SOURCE TEXT:
*****

Metadata-Version: 2.4
Name: virtual_tiff
Version: 0.2.1
Summary: A parser intended for use with VirtualiZarr to create virtual Zarr stores from TIFFs
Author-email: Max Jones <14077947+maxrjones@users.noreply.github.com>
License-Expression: MIT
License-File: LICENSE.txt
Keywords: COG,Python,cloud-native,compressed,ndimensional-arrays,tiff,zarr
Classifier: Development Status :: 4 - Beta
Classifier: Programming Language :: Python
Classifier: Programming Language :: Python :: 3.11
Classifier: Programming Language :: Python :: 3.12
Requires-Python: >=3.11
Requires-Dist: async-tiff
Requires-Dist: imagecodecs
Requires-Dist: imagecodecs-numcodecs
Requires-Dist: obstore
Requires-Dist: virtualizarr>=2.0
Requires-Dist: zarr
Description-Content-Type: text/markdown

# Virtual TIFF

A Parser for creating Virtual Zarr stores from TIFF files using [VirtualiZarr 2.0](https://virtualizarr.readthedocs.io/en/stable/index.html) and [async-tiff](https://developmentseed.org/async-tiff/latest/).

*****

THE TASKS:
A. Answer these from the virtual_tiff package metadata, one answer per line, marked like the questions:
(i) What version number is given for the package?
(ii) Under what license is it released?
(iii) What is the oldest Python version it supports?
B. Do these statements agree with the virtual_tiff package metadata? For each, answer yes or no and quote the words that decide it.
(i) The package needs VirtualiZarr 2.0 or newer.
(ii) The package's development status is listed as stable.
(iii) The package depends on async-tiff.
C. Can you resume the virtual_tiff package description, starting right after its last sentence?

LISTED ENTRIES:
*****

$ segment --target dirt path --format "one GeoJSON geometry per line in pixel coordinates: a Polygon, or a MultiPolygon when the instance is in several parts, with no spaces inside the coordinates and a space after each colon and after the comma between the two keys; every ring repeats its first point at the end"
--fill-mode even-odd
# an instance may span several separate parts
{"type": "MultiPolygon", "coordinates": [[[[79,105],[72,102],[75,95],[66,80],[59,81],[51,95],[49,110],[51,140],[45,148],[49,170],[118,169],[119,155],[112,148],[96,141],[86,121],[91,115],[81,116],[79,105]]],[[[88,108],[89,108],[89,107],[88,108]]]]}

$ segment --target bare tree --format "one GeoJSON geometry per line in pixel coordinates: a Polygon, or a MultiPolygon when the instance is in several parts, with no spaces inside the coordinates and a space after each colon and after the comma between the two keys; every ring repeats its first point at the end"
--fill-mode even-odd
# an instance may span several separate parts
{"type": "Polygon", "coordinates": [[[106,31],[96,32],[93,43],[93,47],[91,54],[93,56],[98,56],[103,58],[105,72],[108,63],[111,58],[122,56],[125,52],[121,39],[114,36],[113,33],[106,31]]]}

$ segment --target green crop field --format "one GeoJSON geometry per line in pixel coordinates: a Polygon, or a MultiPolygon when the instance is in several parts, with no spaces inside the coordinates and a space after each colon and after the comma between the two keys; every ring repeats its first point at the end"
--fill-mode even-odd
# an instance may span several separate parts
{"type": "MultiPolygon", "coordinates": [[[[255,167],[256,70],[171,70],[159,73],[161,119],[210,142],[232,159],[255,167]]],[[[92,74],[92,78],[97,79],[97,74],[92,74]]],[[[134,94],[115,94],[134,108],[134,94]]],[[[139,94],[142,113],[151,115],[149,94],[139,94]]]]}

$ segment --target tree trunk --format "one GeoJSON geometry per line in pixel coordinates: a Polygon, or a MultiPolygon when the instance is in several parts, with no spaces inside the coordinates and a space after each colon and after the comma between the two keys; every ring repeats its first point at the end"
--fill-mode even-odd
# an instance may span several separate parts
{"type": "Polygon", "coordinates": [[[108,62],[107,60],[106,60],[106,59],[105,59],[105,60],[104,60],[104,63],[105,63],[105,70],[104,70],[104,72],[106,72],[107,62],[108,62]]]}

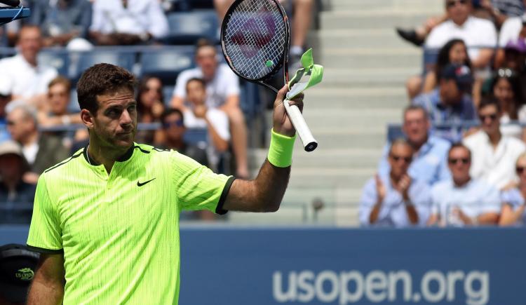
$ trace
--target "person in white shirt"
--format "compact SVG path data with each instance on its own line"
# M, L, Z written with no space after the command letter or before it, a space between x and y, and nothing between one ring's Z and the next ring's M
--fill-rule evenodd
M90 36L98 45L133 45L161 39L168 22L157 0L95 0Z
M229 149L228 116L224 111L206 105L206 85L201 79L193 78L187 82L187 100L190 105L183 111L184 126L208 130L213 149L209 150L208 159L211 168L217 170L220 155Z
M426 48L439 49L452 39L461 39L468 47L473 68L487 67L497 46L494 25L490 20L470 15L471 0L446 0L445 3L449 19L433 29L426 39Z
M464 140L473 154L471 177L499 189L515 183L515 161L526 151L524 142L502 135L501 115L500 105L494 98L483 98L478 107L482 129Z
M474 152L474 151L473 151ZM461 144L453 144L447 154L451 179L433 187L433 207L429 226L496 224L499 219L499 191L469 174L471 152Z
M206 105L218 108L228 116L232 135L232 150L236 158L236 175L248 178L247 159L247 128L245 116L240 107L239 80L226 64L217 62L216 46L205 39L197 42L196 48L197 67L183 71L177 76L171 107L183 112L188 107L184 104L186 84L190 79L203 79L206 83Z
M9 83L12 100L24 100L41 109L46 105L48 85L58 72L37 61L42 48L37 26L25 25L20 29L17 47L18 54L0 60L0 71L6 79L3 81Z

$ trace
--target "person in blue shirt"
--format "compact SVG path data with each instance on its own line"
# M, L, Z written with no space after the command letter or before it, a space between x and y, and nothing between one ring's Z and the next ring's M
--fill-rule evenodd
M476 119L471 96L471 70L466 65L450 64L444 67L438 80L438 88L417 96L412 104L424 107L429 114L433 133L452 142L461 140L461 128L446 125L461 125Z
M502 208L499 224L502 226L526 224L526 153L519 156L515 170L519 176L518 185L501 193Z
M496 224L501 201L499 190L469 175L471 152L458 143L447 156L452 179L437 183L431 189L432 214L428 225L439 226Z
M431 124L426 109L421 106L409 106L404 110L402 130L407 141L413 147L413 160L409 167L409 175L431 186L450 179L447 168L447 151L451 144L440 137L429 135ZM389 172L388 154L390 144L384 147L378 172Z
M363 226L423 226L429 216L431 194L424 182L407 174L413 148L403 139L393 142L389 154L391 170L367 182L360 200Z

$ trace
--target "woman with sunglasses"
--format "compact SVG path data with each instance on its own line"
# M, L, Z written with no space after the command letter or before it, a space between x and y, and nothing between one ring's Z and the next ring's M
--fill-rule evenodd
M519 156L515 170L519 176L518 186L501 194L502 208L499 224L502 226L526 224L526 153Z
M145 76L139 84L137 93L138 123L151 123L161 122L164 111L163 83L157 77ZM135 141L154 144L160 141L158 130L137 130Z

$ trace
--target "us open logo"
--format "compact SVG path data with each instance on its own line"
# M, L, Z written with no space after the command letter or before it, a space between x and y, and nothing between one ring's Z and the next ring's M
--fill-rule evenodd
M22 280L31 280L33 279L33 276L34 276L34 272L30 268L20 269L18 272L15 273L15 277Z

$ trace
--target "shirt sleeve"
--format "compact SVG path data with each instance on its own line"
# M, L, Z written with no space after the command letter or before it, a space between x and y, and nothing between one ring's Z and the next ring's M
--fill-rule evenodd
M222 205L234 177L215 174L208 168L177 151L172 152L170 157L173 182L181 208L226 213Z
M45 175L40 176L36 185L27 245L45 253L60 253L62 250L60 217L49 196Z

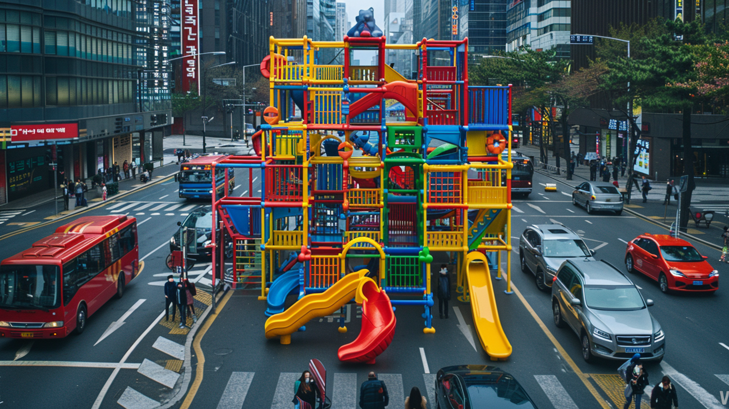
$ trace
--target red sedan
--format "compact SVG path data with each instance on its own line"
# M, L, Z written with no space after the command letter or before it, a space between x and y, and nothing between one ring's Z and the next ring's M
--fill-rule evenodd
M715 291L719 272L686 240L666 234L641 234L628 243L625 267L658 281L660 291Z

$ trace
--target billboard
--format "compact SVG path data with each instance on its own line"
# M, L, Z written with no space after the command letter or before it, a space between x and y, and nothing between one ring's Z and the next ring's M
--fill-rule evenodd
M180 37L183 56L195 56L182 58L182 92L199 89L200 83L200 27L198 25L198 0L182 0Z

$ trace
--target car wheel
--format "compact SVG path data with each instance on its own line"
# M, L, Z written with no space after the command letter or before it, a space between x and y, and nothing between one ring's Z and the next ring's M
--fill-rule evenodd
M562 311L559 308L557 300L552 301L552 315L554 316L554 324L557 328L564 328L564 320L562 319Z
M81 334L84 329L86 329L86 305L82 304L76 313L76 333Z
M658 276L658 286L660 286L660 292L668 294L668 279L662 272Z
M122 296L124 295L125 284L124 272L122 271L119 273L119 278L117 280L117 298L122 298Z
M583 332L581 340L582 344L582 359L585 359L585 362L592 362L592 352L590 351L590 337L588 337L587 334Z
M540 291L546 291L549 288L545 283L545 272L541 270L537 270L537 274L534 275L534 282Z
M628 270L628 272L636 272L633 265L633 256L631 256L630 254L625 256L625 269Z

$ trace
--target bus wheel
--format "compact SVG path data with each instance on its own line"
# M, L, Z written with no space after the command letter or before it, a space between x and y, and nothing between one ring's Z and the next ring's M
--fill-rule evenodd
M81 334L86 329L86 305L79 305L79 312L76 313L76 333Z
M119 279L117 280L117 298L122 298L122 296L124 295L124 272L122 271L119 273Z

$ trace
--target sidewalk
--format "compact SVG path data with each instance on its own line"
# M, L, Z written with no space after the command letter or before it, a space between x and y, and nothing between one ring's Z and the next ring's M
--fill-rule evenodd
M590 180L590 167L588 166L575 167L572 180L567 180L565 161L564 159L560 161L562 163L560 167L560 174L558 175L556 167L554 166L555 158L552 156L551 152L548 153L550 158L548 169L542 169L539 165L539 148L526 145L522 145L516 150L528 156L534 156L534 170L542 175L573 186L579 185L585 180ZM601 178L598 180L602 180ZM610 181L612 181L612 175ZM617 183L621 188L625 188L628 183L627 170L624 176L618 176ZM723 232L723 227L729 225L729 217L725 213L729 212L729 187L725 185L712 186L710 182L702 179L696 179L695 183L696 189L693 191L691 210L697 211L706 208L706 210L714 210L715 213L710 227L707 229L703 223L697 227L693 221L689 220L687 232L693 238L711 243L714 247L719 246L720 249L722 243L721 234ZM671 223L676 220L676 210L678 204L671 196L671 203L666 205L663 204L663 199L666 196L666 180L652 180L651 186L653 188L648 193L648 200L646 203L642 203L641 192L635 189L634 184L631 204L625 204L625 211L670 226Z

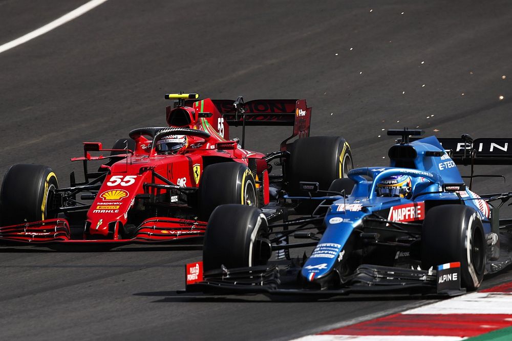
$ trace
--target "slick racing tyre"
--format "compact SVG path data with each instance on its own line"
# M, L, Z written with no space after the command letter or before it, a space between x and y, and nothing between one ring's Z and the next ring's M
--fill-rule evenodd
M482 222L474 210L460 204L436 206L423 223L422 266L460 262L461 285L474 290L483 279L486 245Z
M256 182L252 173L238 162L210 165L201 175L198 203L199 217L208 220L219 205L239 203L258 207Z
M132 151L135 150L135 140L131 138L119 139L114 143L114 146L112 146L112 149L124 149L126 148L127 144L129 149ZM110 152L111 155L118 155L119 154L124 154L124 152L121 150L113 150Z
M13 225L57 217L54 200L58 188L52 169L40 165L14 165L7 170L0 191L2 224Z
M334 179L346 177L353 167L350 147L345 139L338 137L299 139L290 147L286 175L287 188L291 195L306 194L299 190L301 181L318 183L319 189L327 190ZM301 214L310 214L319 203L317 200L303 201L295 211Z
M260 209L246 205L219 206L210 217L204 235L205 271L267 263L271 247L265 233L267 219Z

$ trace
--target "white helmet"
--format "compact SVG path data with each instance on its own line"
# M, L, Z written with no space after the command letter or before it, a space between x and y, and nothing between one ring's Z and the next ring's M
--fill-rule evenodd
M157 142L157 152L161 154L176 154L185 149L188 140L184 135L167 135Z

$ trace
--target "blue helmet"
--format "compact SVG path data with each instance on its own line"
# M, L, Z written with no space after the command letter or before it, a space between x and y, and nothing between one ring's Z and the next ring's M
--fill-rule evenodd
M412 191L411 177L408 175L392 175L377 185L378 196L409 198Z

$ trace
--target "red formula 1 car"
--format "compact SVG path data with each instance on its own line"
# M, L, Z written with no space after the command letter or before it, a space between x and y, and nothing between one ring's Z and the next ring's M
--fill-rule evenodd
M83 163L85 179L77 182L72 172L69 187L59 187L50 167L11 166L0 193L0 240L114 246L202 237L220 204L267 208L279 214L276 203L297 191L300 181L327 188L352 168L343 139L307 137L311 108L305 100L244 103L242 97L233 101L198 97L166 95L178 100L167 108L168 126L134 129L130 138L109 149L99 142L84 143L84 155L71 161ZM229 139L230 125L243 127L241 144ZM293 126L293 133L279 151L264 154L244 149L249 125ZM271 162L276 159L282 174L272 175ZM94 161L102 164L92 172ZM297 208L310 209L305 204Z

*****

RESULTS OF THE TASKS:
A.
(i) 0.2.1
(ii) MIT
(iii) Python 3.11

B.
(i) Yes: "Requires-Dist: virtualizarr>=2.0"
(ii) No: "Classifier: Development Status :: 4 - Beta"
(iii) Yes: "Requires-Dist: async-tiff"

C.
## Background

First, some thoughts on why we should virtualize GeoTIFFs and/or COGS:

1. Provide faster access to non-cloud-optimized GeoTIFFS that contain some form of internal tiling without any data duplication [see notebook #1](demos/01_faster_loading_3.0.ipynb).
2. Provide fully async I/O for both GeoTIFFs and COGs using Zarr-Python
3. Allow loading a stack of GeoTIFFS/COGS into a data cube while minimizing the number of GET requests relative to using stackstac/odc-stac, thereby decreasing cost and increasing performance
4. Provide users access to a lazily loaded DataTree providing both the data and the overviews, allowing scientists to use the overviews not only for tile-based visualization but also quickly iterating on analytics
5. Include etags in the virtualized datasets to support reproducibility
6. A motivation that's less clear to me, but maybe possible, is using the virtualization layer to access COGs with disparate CRSs as a single dataset (https://github.com/zarr-developers/geozarr-spec/issues/53)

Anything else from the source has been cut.